# [Instructions for the task]
Could you copy the stretch from the start of the records through the line containing "M 103 189 L", swapping "elderly man" for "older man" and changing nothing else?

# # # # #

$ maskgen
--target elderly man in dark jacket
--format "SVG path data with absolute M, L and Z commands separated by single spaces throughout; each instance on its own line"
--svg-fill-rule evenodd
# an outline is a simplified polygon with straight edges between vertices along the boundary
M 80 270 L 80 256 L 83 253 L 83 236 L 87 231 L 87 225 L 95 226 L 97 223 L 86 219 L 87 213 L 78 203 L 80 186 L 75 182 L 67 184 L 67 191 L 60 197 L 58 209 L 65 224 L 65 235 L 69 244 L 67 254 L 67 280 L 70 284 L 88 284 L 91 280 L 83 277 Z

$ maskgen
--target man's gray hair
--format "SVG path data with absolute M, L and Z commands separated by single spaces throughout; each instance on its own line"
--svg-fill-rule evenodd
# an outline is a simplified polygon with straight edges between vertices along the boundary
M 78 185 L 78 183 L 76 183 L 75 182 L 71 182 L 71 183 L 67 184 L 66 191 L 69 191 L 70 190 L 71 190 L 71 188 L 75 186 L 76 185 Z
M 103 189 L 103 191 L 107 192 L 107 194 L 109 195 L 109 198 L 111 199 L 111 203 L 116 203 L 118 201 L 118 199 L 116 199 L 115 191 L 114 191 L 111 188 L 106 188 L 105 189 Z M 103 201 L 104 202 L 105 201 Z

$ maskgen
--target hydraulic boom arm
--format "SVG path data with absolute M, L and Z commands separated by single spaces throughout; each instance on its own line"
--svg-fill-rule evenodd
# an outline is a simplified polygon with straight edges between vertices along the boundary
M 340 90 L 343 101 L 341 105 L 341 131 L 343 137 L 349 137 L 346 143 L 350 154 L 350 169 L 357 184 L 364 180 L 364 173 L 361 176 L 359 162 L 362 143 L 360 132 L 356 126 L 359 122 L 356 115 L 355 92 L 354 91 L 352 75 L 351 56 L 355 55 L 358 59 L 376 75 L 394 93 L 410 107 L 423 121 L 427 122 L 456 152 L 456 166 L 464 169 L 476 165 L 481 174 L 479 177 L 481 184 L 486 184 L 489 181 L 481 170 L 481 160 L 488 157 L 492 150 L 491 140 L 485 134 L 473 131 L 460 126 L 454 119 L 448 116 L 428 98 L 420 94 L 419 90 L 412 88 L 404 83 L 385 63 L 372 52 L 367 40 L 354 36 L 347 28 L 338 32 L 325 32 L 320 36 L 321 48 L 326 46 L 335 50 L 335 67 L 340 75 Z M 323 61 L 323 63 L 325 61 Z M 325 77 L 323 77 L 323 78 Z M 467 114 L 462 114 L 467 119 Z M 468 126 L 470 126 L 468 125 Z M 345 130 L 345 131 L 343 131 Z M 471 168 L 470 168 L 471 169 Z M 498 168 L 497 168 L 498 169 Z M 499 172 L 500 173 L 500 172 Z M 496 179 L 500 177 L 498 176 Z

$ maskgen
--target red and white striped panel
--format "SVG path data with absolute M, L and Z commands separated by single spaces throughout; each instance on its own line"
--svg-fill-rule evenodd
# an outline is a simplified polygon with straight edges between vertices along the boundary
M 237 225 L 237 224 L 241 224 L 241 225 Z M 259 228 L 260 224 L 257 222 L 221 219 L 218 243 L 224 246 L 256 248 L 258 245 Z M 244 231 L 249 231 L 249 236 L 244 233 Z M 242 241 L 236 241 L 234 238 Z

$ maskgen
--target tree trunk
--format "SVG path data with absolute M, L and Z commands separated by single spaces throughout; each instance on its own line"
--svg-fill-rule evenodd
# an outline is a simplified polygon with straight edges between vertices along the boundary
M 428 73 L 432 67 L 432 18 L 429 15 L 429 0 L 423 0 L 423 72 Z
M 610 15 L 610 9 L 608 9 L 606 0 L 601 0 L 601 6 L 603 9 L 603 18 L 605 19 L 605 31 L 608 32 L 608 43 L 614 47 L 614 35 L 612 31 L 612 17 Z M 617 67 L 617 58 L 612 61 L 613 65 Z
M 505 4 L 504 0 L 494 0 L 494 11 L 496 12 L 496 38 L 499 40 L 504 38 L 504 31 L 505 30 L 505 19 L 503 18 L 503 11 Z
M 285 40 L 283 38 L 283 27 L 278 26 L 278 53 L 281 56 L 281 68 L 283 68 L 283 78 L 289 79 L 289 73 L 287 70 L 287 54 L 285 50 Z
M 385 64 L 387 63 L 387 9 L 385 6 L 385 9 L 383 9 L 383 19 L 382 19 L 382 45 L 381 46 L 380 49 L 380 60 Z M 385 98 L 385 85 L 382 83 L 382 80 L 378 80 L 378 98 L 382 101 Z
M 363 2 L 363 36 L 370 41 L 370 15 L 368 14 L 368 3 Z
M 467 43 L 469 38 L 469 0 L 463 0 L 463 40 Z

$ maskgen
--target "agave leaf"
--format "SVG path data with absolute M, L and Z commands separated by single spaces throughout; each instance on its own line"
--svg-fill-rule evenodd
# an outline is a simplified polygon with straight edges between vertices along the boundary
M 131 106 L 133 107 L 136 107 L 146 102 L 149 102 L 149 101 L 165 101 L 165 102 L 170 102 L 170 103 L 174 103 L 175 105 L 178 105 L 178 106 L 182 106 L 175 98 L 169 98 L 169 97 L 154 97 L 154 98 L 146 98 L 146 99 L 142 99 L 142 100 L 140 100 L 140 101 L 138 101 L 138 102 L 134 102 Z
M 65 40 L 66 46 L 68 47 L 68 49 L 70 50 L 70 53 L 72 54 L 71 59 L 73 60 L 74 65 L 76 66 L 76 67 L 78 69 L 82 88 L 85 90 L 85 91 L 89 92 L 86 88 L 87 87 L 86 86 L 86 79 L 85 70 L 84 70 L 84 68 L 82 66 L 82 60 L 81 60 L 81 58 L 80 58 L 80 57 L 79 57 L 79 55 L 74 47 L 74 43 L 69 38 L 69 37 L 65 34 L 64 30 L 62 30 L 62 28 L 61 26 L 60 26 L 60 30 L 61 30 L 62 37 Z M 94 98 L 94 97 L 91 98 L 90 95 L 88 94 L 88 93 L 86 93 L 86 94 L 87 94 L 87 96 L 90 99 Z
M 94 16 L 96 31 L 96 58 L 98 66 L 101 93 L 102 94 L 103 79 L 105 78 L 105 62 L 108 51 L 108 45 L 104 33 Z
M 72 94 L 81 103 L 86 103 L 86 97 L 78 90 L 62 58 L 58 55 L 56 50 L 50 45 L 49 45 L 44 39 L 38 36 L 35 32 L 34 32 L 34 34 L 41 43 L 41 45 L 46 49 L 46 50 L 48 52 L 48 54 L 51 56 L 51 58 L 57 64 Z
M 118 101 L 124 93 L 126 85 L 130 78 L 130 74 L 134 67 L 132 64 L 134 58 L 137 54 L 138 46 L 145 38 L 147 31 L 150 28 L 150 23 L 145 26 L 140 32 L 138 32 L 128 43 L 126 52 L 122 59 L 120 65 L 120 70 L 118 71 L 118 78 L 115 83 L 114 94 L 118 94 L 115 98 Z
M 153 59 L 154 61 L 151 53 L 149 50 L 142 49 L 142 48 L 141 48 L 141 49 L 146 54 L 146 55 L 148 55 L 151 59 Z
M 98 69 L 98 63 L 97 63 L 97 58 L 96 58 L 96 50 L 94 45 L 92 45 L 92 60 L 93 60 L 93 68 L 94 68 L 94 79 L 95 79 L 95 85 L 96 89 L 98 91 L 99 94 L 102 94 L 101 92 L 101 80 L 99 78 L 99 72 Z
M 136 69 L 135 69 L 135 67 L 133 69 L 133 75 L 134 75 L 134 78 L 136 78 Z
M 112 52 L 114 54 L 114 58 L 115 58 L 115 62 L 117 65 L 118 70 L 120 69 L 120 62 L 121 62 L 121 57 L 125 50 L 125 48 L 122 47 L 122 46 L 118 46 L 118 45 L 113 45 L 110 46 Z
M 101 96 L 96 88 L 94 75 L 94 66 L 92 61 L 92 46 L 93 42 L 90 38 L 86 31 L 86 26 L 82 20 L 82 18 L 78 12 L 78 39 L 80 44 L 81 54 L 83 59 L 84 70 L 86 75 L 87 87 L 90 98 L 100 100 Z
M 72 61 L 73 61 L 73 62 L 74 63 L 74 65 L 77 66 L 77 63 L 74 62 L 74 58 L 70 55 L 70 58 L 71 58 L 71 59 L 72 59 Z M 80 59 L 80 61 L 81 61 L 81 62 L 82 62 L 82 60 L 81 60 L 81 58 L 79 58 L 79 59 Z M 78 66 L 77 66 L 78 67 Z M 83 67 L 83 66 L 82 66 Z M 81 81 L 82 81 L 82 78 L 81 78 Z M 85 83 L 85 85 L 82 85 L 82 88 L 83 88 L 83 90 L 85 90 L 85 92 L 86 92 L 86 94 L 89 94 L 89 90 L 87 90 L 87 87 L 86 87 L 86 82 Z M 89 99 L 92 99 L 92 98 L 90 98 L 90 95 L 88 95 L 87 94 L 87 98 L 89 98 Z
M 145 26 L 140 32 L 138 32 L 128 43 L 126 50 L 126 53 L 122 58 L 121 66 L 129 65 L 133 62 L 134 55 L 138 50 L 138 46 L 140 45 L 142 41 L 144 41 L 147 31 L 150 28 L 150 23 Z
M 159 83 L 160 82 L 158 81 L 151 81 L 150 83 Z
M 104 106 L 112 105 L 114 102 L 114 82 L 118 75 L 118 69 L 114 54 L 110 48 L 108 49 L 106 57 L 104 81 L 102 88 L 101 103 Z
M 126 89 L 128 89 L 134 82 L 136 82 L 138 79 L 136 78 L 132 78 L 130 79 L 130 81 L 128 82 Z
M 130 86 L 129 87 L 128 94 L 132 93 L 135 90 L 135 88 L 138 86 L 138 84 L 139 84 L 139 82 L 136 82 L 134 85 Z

# # # # #

# [Final result]
$ maskgen
--target older man in dark jacket
--format "SVG path data with absolute M, L and Z commands separated by single spaces throughout; each instance on its own line"
--svg-fill-rule evenodd
# an outline is a simplified polygon with straight edges between vertices along the boundary
M 80 270 L 80 256 L 83 253 L 83 236 L 87 231 L 87 225 L 95 226 L 97 223 L 86 219 L 87 213 L 78 203 L 80 186 L 75 182 L 67 184 L 67 191 L 60 197 L 58 209 L 65 224 L 65 235 L 69 244 L 67 254 L 67 280 L 70 284 L 88 284 L 91 280 L 83 277 Z

$ maskgen
--target man's gray hair
--format "SVG path data with absolute M, L and Z commands separated by single spaces throughout; each instance on its own line"
--svg-fill-rule evenodd
# an outline is a simplified polygon with straight edges between vertices along the boundary
M 78 185 L 78 183 L 76 183 L 75 182 L 71 182 L 71 183 L 67 184 L 66 191 L 69 191 L 70 190 L 71 190 L 71 188 L 75 186 L 76 185 Z
M 103 189 L 103 191 L 107 192 L 107 194 L 109 195 L 109 198 L 111 199 L 111 203 L 116 203 L 118 201 L 118 199 L 116 199 L 115 191 L 114 191 L 111 188 L 106 188 L 105 189 Z M 103 201 L 104 202 L 105 201 Z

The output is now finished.